══ TEXT PROVIDED

Distribution Of Gene Size
10.8 years ago
I was plotting things today and I found a funny peak in the distribution of gene size and I was wondering if any of you have encountered something similar.

This is what I did:

2. under Annotation/genes there is a genes.gtf
3. take all exons and create bed file with most 3' exon location and most 5' exon location
4. plot geneend-genestart from the bed file created at step 3 (image above)

I used log scale since there is a big tail, I wanted to be able to visualize it better. The peak around 2^25 is ~28.5Mb and I do see quite a few genes with that size. I was thinking I might have done step3 wrong but I couldn't find anything wrong w/the code

The code for plotting is as follows

ee = read.table('exons.bed', sep="\t")

hist(log2(ee[,3]-ee[,2]), breaks=1000, main="log length of gene body")

10.8 years ago
Looks like something with your annotations. Here's the same thing grabbing sizes from UCSC:

mysql --user=genome -N --host=genome-mysql.cse.ucsc.edu -A -D hg19  -e "select txEnd - txStart from knownGene"  > sizes.txt


Then plotting in R:

hist(log2(read.table('sizes.txt')\$V1), breaks=1000)


gives

thanks, i need to learn the ucsc tables one of these days.

════
══ INFORMATION SHOWN

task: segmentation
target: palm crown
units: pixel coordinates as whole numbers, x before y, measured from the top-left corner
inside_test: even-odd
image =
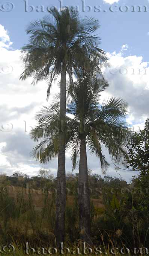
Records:
[[[69,85],[71,99],[68,99],[67,104],[65,142],[66,149],[71,149],[73,169],[77,163],[82,139],[86,139],[91,152],[99,157],[103,171],[109,164],[102,153],[102,145],[114,162],[120,163],[123,161],[126,154],[124,145],[131,135],[124,121],[127,104],[123,100],[113,97],[101,104],[101,94],[108,86],[103,78],[97,75],[91,77],[87,74],[80,76]],[[57,99],[59,97],[56,97]],[[31,132],[35,141],[42,140],[33,153],[42,163],[58,153],[59,107],[59,101],[49,107],[44,107],[36,116],[39,125]],[[72,115],[71,117],[70,114]]]
[[[60,12],[53,7],[49,13],[43,20],[31,23],[26,30],[30,34],[30,43],[22,48],[25,68],[20,76],[23,80],[33,76],[34,84],[47,80],[48,98],[64,62],[71,78],[81,67],[90,72],[95,63],[100,71],[98,64],[107,60],[98,47],[99,38],[92,34],[99,27],[98,20],[79,18],[73,7]]]

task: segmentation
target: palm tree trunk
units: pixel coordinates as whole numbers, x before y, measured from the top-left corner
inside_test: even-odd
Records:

════

» ACTIVITY LIST:
**1.** Restate the gene size thread starting with "This is what" and going on through "3 (image above)", swapping "bed file" for "BED file".
**2.** In the gene size thread, what size does the peak around 2^25 correspond to?
The stored data is separate material from the gene size thread.

» TASK-BY-TASK SOLUTIONS:
**1.**
This is what I did:

2. under Annotation/genes there is a genes.gtf
3. take all exons and create BED file with most 3' exon location and most 5' exon location
4. plot geneend-genestart from the BED file created at step 3 (image above)

**2.** About 28.5 Mb.